**EXTRACTED TEXT**
--------------------------------

Trophies are the normal yardstick used to measure a club’s stature, and there are obviously sound reasons for that. However, certain achievements which must be described as momentous may, in fact, not have much to do with titles.
Partizan fall firmly into that category. Their great rivals from across town, Crvena Zvezda, are Serbia's most successful club in terms of championships won, but FKP boast a glorious and often extraordinary record of their own. Moreover, the 'problem' of being only the second most successful club in the country is well on its way to being solved, as Partizan have ruled the roost and set the standards in their homeland in recent years.
Birth of an institution
The club was founded on 4 October 1945 as JSD Partizan, part of the Yugoslavian Partizan sports association, which nowadays still administers some 25 sporting disciplines in Serbia under the name SD Partizan.
Less than two years passed before the black and whites chalked up their first Yugoslavian league title in 1947, doubling their tally another two years later in 1949. However, that glorious start soon evolved into a long story of near misses and close-run things, for although the club frequently finished runners-up, at least one rival always topped them in the final standings throughout the next decade.
The domestic knockout cup is another story altogether, as Partizan lifted the trophy three times in the 1950s. The highlight for the still youthful club came in the 1955/56 European Cup, where Partizan stunningly knocked out Lisbon giants Sporting and racked up a historic 3–0 quarter-final victory over mighty Real Madrid, although even that was not enough to prevent their exit following a 4–0 reverse in the first leg. The meeting with the Portuguese side was historic, as it was the first-ever match in the inaugural European Cup competition.
The making of a legend
The 1960s brought a return to success in the domestic championship, kicking off with a title hat-trick between 1961 and '63. On the European stage, the men from Belgrade earned respect and recognition with victories over the likes of Werder Bremen and Manchester United.
The next highlight, neatly following on from their role as one of the teams involved in the inaugural European Cup fixture, came in 1966 when Partizan were the first eastern European team to make the final of the elite continental competition. In 2003, the black-and-whites became the first Serbian team to appear in the group stage of the UEFA Champions League.
As early as the 60s, a fierce and intense rivalry grew up between Partizan and Crvena Zvezda from across the city. Veciti derbi (The Eternal Derby) rates as one of the great cross-town clashes in the world. “Red Star is my life, there's nothing more important", rings out from the terraces, countered by the opposing fans chant of “I'd give my life for Partizan".
The anthems express two essential components of the derby: the passion in the stands and on the pitch, and the deep attachment of the fans to their respective club. For some 65 years now, Crvena’s Delije (Heroes) and Partizan’s Grobari (Gravediggers) have spearheaded the rival supporters’ camps, creating an intense and often hostile atmosphere.
Former Crvena Zvezda stalwart Milan Bisevac recalls the special atmosphere prevailing at the Belgrade derby. “In the build-up to the match, there was a smouldering atmosphere for the whole week. From Monday onwards, the tension and pressure rose with every passing day. It's a genuinely classic match in a wonderful atmosphere. At the Marakana, the unofficial name for the Crvena Zvezda stadium, you'd be sitting in the dressing room and hear the fans singing and chanting long before kick-off. It gave you goose bumps."

--------------------------------

**SUPPLIED DATA**
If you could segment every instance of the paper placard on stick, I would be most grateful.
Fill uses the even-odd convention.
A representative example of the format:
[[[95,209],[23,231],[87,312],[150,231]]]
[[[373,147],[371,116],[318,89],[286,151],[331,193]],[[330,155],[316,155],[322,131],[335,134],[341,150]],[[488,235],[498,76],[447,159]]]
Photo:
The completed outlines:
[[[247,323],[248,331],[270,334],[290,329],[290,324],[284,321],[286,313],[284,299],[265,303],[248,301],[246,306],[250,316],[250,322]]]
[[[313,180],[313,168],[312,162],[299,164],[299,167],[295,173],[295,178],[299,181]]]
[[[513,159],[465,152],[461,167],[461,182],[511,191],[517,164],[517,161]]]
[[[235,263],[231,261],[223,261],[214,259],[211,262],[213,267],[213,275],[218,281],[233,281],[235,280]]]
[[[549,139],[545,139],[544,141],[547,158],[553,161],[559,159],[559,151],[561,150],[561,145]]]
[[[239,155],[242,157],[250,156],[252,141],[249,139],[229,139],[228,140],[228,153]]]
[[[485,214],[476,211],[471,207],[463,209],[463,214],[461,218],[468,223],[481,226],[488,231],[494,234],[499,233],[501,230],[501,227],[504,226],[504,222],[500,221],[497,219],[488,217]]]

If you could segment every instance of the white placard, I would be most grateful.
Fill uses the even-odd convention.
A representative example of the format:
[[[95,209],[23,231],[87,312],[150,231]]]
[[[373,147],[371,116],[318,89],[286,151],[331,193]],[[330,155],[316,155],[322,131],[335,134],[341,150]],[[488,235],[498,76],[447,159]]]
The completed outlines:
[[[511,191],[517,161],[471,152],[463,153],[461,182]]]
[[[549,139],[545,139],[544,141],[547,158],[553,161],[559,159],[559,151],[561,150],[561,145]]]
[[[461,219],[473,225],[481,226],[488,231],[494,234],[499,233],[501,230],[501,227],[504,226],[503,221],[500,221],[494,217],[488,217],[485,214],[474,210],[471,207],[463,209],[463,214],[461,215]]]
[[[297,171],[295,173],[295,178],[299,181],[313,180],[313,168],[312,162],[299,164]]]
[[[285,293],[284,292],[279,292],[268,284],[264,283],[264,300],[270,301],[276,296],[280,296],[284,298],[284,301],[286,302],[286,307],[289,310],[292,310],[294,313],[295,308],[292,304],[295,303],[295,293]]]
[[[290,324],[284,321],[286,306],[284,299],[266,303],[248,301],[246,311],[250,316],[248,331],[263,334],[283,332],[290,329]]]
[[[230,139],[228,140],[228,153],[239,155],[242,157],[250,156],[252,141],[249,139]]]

--------------------------------

**LIST OF TASKS**
1 - In the Partizan article, condense the paragraph beginning "Less than two years passed" into two shorter sentences that keep its main facts.
2 - Turn everything in the rows from the line containing "If you could segment every instance of the white" down to the line containing "[[[511,191],[517,161],[471,152],[463,153],[461,182]]]" into a Markdown table with the columns Nr and Line, numbering each line.

**ANSWERS BY TASK**
1 - Partizan won their first Yugoslavian league title in 1947 and a second in 1949. Over the following decade they often finished runners-up, but at least one rival always finished above them.

2 -
| Nr | Line |
|---|---|
| 1 | If you could segment every instance of the white placard, I would be most grateful. |
| 2 | Fill uses the even-odd convention. |
| 3 | A representative example of the format: |
| 4 | [[[95,209],[23,231],[87,312],[150,231]]] |
| 5 | [[[373,147],[371,116],[318,89],[286,151],[331,193]],[[330,155],[316,155],[322,131],[335,134],[341,150]],[[488,235],[498,76],[447,159]]] |
| 6 | The completed outlines: |
| 7 | [[[511,191],[517,161],[471,152],[463,153],[461,182]]] |